→ **任务说明**
请找出下方条目中所有含有字符串“brown”的行，并将这些行逐一完整抄出。

→ **待处理条目**
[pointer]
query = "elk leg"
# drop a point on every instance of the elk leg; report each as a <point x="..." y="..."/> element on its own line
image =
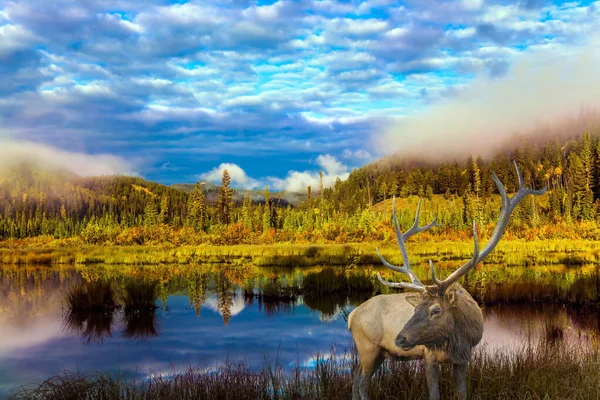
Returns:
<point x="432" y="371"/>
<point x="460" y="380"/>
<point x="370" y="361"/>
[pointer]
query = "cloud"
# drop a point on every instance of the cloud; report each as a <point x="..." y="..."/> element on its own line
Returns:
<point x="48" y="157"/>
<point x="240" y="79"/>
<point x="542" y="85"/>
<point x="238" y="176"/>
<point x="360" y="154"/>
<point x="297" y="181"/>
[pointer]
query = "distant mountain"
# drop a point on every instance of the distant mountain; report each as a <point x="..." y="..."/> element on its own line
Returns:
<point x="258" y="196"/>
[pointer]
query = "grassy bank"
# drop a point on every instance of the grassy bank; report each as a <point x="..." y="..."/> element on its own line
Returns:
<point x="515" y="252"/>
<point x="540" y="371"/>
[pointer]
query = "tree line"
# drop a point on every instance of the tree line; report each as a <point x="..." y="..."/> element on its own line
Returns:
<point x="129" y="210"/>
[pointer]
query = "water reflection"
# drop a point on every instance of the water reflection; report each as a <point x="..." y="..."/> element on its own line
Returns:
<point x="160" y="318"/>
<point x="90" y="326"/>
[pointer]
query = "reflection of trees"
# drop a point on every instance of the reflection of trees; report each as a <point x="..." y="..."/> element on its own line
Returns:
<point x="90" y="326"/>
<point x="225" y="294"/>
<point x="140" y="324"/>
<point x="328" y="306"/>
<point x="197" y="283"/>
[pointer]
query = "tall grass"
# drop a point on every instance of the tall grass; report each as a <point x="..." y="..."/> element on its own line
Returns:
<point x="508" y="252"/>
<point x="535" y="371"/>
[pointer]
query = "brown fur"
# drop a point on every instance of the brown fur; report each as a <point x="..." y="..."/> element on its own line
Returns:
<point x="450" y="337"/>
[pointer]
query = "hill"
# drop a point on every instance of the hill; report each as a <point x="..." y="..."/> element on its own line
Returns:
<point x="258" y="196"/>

==

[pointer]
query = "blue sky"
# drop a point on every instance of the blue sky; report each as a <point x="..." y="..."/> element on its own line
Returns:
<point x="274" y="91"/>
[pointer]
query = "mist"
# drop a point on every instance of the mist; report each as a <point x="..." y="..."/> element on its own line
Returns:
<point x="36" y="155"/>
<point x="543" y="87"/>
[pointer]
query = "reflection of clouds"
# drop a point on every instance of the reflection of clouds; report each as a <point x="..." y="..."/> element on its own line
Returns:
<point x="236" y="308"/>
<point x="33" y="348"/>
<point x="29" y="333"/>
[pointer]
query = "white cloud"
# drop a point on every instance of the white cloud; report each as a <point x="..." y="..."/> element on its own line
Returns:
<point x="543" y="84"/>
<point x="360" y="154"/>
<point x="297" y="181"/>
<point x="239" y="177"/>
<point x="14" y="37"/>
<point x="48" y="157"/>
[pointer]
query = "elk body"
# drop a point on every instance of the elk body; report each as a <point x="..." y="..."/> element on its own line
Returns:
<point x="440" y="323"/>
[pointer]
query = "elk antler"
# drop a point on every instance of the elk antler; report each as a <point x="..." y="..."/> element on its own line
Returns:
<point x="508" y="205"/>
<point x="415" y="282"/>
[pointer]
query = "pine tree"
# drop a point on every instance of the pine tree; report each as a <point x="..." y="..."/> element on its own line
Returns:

→ **正确答案**
query = "brown fur"
# drop a point on every instance of the brown fur; report each as a <point x="..." y="..."/> element on its own line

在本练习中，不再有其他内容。